TAREFA PROPOSTA A:
Indique se cada afirmação está de acordo com a notícia sobre a reforma trabalhista: (i) a Câmara derrubou a proposta na quarta-feira; (ii) a medida provisória original foi publicada em abril; (iii) os sindicatos de trabalhadores criticaram a rejeição do projeto. Responda sim ou não a cada uma e cite as palavras da notícia que decidem a resposta.
TAREFA PROPOSTA B:
Segundo a notícia sobre a reforma trabalhista, quem foi o relator da proposta na Câmara?
TAREFA PROPOSTA C:
Escreva a continuação da notícia sobre a reforma trabalhista a partir da última frase apresentada.

TEXTO:
——————
Filipe Andretta e João José Oliveira

Do UOL, em São Paulo

02/09/2021 15h37

O Senado derrubou na quarta-feira (1º) a proposta de nova reforma trabalhista. Entidades ligadas à indústria e ao comércio criticaram a rejeição do projeto, enquanto sindicatos de trabalhadores e associações da sociedade civil comemoraram.

A medida provisória original, publicada pelo presidente Jair Bolsonaro (sem partido) em abril, apenas recriava o programa emergencial de manutenção de empregos. Com ele, trabalhadores que tiveram redução de jornada ou suspensão de contratos de trabalho durante a pandemia receberam o BEm (Benefício Emergencial), pago pelo governo.

Mas, durante a tramitação na Câmara, o relator Christino Áureo (PP-RJ) inseriu novos programas de emprego apoiados pelos ministros Paulo Guedes (Economia) e Onyx Lorenzoni (Emprego), além de modificações na CLT (Consolidação das Leis Trabalhistas) e no benefício da Justiça gratuita.
——————
Entradas do conjunto de dados
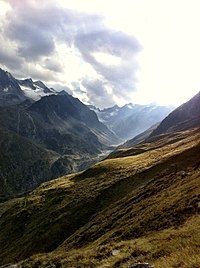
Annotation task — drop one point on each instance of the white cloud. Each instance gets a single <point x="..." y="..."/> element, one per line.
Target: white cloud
<point x="64" y="41"/>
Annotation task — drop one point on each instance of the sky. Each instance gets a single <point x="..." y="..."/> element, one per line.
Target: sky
<point x="105" y="52"/>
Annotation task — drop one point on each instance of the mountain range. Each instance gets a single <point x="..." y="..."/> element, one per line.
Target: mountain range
<point x="44" y="134"/>
<point x="131" y="119"/>
<point x="139" y="205"/>
<point x="56" y="133"/>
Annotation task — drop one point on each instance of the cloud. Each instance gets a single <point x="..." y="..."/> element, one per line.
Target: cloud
<point x="97" y="93"/>
<point x="33" y="33"/>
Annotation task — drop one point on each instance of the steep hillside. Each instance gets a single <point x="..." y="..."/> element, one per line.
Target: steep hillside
<point x="138" y="208"/>
<point x="10" y="91"/>
<point x="62" y="133"/>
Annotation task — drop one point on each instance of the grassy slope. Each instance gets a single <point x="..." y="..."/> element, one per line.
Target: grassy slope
<point x="145" y="205"/>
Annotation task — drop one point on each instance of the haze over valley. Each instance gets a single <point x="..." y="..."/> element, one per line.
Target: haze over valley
<point x="99" y="134"/>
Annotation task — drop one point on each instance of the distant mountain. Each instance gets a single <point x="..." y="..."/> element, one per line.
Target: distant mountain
——————
ESPAÇO DA RESPOSTA A:
(i) Não: "O Senado derrubou na quarta-feira (1º) a proposta de nova reforma trabalhista."
(ii) Sim: "publicada pelo presidente Jair Bolsonaro (sem partido) em abril"
(iii) Não: "sindicatos de trabalhadores e associações da sociedade civil comemoraram"

ESPAÇO DA RESPOSTA B:
Christino Áureo (PP-RJ).

ESPAÇO DA RESPOSTA C:
Isso foi aprovado na Câmara, mas dependia do Senado ainda. Como o texto foi rejeitado no Senado, toda a reforma caiu —inclusive o programa emergencial de emprego e renda que estava na MP original.

Senado 'jogou a água do banho junto com a criança', diz Fecomercio-SP

José Pastore, presidente do Conselho de Emprego e Relações do Trabalho da Fecomercio-SP, diz que o Senado deveria ter aprovado pelo menos o programa emergencial de preservação de empregos.

O texto aprovado na Câmara permitia que o governo prorrogasse o programa. Como o Senado derrubou a MP, isso depende agora da tramitação e da aprovação de uma nova lei (o programa acabou em 25 de agosto).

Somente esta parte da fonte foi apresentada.